*What needs to be done*:
Show each line below that contains the word "green", copying every such line in full.

*Data provided*:
——

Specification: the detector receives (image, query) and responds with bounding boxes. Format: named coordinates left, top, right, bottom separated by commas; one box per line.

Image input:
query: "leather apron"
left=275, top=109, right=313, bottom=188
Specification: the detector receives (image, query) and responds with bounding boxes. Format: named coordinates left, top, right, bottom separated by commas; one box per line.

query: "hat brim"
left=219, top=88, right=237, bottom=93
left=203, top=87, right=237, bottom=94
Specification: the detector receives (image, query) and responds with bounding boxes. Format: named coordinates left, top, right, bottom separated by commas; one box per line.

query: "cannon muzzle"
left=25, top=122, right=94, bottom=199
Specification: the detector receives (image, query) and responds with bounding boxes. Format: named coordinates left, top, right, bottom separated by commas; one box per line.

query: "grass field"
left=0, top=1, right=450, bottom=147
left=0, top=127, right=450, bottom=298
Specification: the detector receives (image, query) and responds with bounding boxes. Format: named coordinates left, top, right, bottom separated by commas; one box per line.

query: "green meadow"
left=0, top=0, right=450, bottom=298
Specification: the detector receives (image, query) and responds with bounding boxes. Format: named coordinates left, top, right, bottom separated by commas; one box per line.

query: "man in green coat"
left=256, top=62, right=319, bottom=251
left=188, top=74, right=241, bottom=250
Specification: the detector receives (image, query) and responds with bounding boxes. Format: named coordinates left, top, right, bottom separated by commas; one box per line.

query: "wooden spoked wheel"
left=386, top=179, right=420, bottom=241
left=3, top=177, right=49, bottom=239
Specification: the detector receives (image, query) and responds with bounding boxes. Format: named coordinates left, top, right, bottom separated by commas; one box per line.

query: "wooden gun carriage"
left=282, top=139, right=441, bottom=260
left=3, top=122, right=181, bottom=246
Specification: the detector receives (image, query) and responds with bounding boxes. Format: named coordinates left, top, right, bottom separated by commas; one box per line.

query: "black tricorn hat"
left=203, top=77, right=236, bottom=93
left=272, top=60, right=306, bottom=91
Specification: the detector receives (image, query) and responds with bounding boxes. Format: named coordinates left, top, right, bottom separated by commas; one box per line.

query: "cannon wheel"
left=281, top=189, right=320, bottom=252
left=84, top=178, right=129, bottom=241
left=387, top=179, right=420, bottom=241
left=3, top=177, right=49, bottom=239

——

*Exercise response*:
query: "green meadow"
query: "man in green coat"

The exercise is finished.